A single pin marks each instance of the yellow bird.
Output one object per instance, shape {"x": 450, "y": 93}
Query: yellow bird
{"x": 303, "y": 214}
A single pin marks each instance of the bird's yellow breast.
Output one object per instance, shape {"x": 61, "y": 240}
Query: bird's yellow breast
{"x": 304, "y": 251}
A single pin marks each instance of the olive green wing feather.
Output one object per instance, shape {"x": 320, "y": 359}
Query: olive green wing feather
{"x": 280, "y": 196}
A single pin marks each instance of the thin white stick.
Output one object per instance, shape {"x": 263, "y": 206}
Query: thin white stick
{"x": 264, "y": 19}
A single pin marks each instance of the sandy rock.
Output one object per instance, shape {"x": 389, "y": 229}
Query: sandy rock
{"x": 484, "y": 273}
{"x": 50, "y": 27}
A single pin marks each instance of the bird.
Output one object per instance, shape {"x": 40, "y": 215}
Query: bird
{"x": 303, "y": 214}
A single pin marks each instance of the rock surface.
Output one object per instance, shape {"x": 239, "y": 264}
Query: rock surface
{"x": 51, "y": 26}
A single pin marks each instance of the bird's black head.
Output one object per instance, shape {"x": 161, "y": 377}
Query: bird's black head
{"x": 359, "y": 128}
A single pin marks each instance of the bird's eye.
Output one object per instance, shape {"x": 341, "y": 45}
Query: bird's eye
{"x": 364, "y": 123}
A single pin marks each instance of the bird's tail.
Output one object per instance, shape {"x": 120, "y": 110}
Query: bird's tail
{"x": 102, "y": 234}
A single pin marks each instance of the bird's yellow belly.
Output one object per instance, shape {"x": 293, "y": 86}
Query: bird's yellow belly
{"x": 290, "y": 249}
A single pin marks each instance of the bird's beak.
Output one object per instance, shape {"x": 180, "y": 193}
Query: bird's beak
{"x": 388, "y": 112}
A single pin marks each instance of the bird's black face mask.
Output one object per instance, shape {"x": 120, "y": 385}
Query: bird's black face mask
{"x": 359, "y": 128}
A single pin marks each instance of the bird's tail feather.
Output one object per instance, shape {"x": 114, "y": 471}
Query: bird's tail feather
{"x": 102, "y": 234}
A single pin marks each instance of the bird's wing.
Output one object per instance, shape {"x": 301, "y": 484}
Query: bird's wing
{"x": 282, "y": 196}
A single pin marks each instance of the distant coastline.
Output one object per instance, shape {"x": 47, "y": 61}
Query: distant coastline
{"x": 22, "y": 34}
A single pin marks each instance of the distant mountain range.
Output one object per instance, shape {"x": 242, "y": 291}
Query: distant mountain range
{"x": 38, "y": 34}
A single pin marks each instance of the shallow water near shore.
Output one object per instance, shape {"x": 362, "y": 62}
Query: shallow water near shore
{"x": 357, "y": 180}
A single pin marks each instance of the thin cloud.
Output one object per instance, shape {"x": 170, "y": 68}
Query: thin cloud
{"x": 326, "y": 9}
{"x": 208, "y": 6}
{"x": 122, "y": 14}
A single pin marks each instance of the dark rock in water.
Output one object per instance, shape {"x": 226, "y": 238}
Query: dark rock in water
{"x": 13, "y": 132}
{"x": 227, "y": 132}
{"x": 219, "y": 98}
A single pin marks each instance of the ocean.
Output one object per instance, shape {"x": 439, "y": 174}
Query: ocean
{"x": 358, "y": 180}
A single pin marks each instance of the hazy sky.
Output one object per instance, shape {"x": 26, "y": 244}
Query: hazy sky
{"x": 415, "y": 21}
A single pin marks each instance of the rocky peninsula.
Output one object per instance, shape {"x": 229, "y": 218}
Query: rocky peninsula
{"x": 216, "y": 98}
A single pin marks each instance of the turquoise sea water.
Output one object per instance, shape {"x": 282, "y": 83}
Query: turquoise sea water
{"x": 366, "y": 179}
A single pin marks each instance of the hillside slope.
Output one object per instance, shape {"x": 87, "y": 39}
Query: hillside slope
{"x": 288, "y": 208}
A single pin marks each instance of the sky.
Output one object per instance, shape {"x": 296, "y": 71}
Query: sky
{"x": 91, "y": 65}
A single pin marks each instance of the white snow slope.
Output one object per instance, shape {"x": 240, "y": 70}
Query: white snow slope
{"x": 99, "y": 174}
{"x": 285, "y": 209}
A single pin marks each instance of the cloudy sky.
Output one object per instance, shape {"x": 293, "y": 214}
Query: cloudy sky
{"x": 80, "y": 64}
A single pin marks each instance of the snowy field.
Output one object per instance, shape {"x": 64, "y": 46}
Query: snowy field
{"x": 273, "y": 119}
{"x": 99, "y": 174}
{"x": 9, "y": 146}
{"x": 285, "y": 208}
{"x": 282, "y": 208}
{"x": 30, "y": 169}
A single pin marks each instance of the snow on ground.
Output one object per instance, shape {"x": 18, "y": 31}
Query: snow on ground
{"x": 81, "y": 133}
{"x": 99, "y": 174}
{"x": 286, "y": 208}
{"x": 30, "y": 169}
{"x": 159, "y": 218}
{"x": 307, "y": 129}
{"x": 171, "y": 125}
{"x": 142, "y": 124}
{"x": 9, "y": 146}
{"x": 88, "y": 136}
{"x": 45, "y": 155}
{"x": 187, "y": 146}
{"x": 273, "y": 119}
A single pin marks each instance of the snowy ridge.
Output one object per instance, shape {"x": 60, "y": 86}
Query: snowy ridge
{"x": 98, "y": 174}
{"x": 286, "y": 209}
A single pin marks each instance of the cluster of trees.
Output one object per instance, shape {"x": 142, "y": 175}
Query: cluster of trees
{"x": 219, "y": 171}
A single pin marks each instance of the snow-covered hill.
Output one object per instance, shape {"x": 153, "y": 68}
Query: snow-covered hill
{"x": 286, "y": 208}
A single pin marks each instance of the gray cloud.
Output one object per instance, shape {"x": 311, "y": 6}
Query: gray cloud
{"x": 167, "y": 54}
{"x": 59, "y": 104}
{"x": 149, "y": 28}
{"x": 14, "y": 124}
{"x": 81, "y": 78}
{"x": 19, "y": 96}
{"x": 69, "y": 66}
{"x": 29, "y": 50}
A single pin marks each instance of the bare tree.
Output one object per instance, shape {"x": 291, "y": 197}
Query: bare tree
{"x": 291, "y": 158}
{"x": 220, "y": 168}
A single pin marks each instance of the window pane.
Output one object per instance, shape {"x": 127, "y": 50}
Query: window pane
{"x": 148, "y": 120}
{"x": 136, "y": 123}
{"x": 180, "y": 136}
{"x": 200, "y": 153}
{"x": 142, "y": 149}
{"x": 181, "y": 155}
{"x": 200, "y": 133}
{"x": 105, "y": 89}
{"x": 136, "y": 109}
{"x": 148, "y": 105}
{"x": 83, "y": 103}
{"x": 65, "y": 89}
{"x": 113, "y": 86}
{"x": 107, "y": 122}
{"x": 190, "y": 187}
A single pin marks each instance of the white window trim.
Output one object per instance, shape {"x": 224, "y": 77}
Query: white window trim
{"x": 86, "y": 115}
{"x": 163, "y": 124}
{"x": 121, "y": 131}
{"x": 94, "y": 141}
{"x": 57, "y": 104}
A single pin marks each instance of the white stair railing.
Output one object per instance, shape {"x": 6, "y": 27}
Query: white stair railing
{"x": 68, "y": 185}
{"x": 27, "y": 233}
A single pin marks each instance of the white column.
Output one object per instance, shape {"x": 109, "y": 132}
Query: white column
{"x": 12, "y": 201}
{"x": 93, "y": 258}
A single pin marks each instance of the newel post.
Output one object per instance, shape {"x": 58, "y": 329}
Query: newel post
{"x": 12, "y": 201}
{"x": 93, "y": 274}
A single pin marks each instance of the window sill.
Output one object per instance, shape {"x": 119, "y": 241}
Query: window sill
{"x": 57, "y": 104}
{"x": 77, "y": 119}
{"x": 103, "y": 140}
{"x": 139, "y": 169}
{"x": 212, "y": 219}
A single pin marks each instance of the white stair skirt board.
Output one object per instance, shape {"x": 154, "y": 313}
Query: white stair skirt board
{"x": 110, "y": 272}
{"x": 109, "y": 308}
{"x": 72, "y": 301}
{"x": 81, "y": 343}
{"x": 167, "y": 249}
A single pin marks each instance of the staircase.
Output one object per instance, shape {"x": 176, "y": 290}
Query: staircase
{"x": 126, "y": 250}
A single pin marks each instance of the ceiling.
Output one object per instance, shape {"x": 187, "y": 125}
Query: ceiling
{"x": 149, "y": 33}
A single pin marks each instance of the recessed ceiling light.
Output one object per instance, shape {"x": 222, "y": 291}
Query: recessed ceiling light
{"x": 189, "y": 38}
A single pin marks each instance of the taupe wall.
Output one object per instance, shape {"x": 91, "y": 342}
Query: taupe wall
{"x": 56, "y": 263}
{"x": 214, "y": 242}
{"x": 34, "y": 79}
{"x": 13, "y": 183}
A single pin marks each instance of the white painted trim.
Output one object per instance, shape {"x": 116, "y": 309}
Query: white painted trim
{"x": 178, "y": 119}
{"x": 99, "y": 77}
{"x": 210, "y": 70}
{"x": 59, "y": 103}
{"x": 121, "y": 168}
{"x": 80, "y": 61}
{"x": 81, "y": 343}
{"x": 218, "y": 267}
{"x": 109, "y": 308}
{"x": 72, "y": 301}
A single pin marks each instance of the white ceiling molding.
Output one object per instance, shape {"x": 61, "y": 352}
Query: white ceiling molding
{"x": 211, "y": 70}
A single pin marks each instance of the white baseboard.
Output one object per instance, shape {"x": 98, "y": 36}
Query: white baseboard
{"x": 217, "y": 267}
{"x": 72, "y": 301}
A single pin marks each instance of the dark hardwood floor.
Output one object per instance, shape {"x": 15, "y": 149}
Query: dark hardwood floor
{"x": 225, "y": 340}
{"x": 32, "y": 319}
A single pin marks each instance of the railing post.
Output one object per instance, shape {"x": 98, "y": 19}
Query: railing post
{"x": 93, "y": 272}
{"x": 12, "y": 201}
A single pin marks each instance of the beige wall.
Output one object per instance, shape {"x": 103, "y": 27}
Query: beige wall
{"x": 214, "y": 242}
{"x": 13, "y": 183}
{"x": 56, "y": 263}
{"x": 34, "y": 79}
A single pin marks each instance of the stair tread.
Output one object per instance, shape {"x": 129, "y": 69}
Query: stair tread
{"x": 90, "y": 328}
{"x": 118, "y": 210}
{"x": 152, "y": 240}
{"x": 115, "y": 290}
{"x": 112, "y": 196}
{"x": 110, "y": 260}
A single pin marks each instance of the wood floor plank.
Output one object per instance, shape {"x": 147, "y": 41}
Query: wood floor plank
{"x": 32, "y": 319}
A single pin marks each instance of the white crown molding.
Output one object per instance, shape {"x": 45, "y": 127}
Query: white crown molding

- - -

▸ PROBLEM
Please determine how many lines of the listing above include the word "crown" and state only that number.

▸ SOLUTION
2